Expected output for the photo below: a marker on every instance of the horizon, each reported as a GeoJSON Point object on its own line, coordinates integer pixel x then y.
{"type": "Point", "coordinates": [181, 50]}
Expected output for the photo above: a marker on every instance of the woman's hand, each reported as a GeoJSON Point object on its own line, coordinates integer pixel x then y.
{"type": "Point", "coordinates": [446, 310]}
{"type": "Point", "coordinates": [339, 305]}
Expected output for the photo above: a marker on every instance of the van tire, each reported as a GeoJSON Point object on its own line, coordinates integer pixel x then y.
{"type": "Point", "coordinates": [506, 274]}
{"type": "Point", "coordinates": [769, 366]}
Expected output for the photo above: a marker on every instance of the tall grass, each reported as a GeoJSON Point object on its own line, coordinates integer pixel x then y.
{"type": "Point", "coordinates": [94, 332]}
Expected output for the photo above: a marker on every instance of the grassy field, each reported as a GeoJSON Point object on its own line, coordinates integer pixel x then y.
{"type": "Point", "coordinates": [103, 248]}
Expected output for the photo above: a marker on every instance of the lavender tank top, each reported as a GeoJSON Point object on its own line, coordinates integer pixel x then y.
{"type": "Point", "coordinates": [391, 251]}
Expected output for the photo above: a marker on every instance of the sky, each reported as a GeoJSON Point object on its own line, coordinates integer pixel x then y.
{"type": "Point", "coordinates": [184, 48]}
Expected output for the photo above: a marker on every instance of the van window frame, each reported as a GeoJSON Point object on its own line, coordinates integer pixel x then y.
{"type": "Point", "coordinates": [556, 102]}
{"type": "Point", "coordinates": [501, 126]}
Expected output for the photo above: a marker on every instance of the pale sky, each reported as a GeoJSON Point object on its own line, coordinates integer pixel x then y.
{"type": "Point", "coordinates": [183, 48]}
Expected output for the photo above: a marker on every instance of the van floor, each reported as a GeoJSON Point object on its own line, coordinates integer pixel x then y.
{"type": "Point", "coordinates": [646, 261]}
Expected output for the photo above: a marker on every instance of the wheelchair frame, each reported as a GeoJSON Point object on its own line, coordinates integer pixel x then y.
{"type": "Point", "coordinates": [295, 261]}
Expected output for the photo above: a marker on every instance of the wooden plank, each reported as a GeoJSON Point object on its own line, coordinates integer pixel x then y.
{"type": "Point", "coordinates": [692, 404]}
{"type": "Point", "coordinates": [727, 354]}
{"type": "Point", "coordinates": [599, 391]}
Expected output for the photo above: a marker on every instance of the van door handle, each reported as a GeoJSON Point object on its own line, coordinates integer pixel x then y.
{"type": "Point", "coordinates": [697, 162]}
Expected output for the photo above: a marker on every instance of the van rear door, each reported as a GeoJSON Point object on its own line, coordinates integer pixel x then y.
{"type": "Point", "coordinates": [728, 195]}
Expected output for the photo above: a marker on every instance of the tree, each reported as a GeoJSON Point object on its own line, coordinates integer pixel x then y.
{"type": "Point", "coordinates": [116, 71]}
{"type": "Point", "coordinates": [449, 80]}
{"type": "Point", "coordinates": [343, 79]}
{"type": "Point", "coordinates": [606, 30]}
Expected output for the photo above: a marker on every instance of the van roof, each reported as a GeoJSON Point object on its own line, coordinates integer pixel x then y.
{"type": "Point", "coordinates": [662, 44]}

========================================

The task
Set down only these lines, exactly: the one containing "the tree, each" and each line after it through the end of the entries above.

Response box
Expected output for the photo above: a marker on every instance of the tree, each reported as a GeoJSON Point object on its own line, coordinates integer pixel x then y.
{"type": "Point", "coordinates": [116, 71]}
{"type": "Point", "coordinates": [449, 80]}
{"type": "Point", "coordinates": [343, 79]}
{"type": "Point", "coordinates": [606, 30]}
Expected output for the photo above: a marker on every instance of the van roof, each reported as a GeoJSON Point object on its own line, coordinates integer pixel x then y.
{"type": "Point", "coordinates": [662, 44]}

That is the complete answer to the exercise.